EXERCISE DESCRIPTION: Only one span is wanted from the lines below: from the one with "positive clicks: (532, 187)" up to and including the one with "box: [110, 105, 187, 245]". Copy it exactly, without images.

(Stored data)
┌──

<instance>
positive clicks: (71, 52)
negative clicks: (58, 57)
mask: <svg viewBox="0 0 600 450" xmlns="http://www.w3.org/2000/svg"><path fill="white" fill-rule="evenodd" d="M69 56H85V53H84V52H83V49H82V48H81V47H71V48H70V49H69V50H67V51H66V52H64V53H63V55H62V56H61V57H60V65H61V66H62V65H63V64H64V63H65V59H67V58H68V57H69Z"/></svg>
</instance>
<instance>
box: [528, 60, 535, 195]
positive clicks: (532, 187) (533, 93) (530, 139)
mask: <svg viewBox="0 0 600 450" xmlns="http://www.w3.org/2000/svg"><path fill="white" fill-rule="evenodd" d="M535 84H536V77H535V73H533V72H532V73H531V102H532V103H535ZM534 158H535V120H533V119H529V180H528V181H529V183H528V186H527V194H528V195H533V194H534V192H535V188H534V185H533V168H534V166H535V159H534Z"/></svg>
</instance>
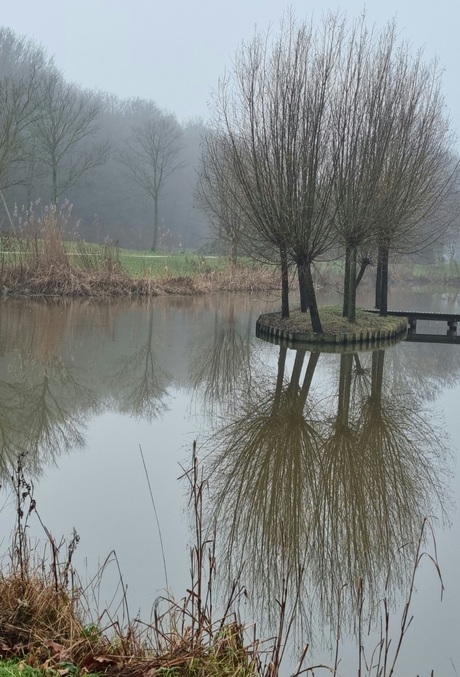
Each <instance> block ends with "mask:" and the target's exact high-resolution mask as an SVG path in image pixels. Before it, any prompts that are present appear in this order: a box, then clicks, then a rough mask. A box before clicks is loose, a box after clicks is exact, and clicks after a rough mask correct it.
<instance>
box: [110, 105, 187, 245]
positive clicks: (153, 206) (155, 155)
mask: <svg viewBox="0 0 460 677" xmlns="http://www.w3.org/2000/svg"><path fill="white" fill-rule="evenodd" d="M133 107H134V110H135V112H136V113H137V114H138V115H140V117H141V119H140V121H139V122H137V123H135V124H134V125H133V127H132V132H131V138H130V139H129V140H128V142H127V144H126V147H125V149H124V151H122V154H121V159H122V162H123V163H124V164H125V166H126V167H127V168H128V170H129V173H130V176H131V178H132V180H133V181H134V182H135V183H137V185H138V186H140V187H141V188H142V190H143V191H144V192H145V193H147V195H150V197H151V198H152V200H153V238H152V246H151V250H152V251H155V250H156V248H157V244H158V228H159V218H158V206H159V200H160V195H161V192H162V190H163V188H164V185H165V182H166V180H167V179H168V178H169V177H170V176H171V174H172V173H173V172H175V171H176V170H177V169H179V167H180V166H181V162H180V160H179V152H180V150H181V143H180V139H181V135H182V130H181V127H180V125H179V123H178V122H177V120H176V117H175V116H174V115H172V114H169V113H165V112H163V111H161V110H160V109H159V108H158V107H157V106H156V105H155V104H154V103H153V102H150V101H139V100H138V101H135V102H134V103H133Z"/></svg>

└──

COMPLETED TASK:
positive clicks: (532, 187) (533, 93) (530, 139)
mask: <svg viewBox="0 0 600 450" xmlns="http://www.w3.org/2000/svg"><path fill="white" fill-rule="evenodd" d="M535 84H536V77H535V73H533V72H532V73H531V102H532V103H535ZM534 158H535V120H533V119H529V180H528V181H529V183H528V186H527V194H528V195H533V194H534V192H535V188H534V185H533V168H534V166H535V159H534Z"/></svg>
</instance>
Each <instance> block ends with "mask:" and the target's exact high-resolution mask as an SVG path in image pixels. Before it, any prompts that are present appear in this order: a box, then clicks, then a rough mask. A box before clicks is loose, a box after clicks is exact, and clicks after a rough mask correct it.
<instance>
box: [110, 105, 187, 245]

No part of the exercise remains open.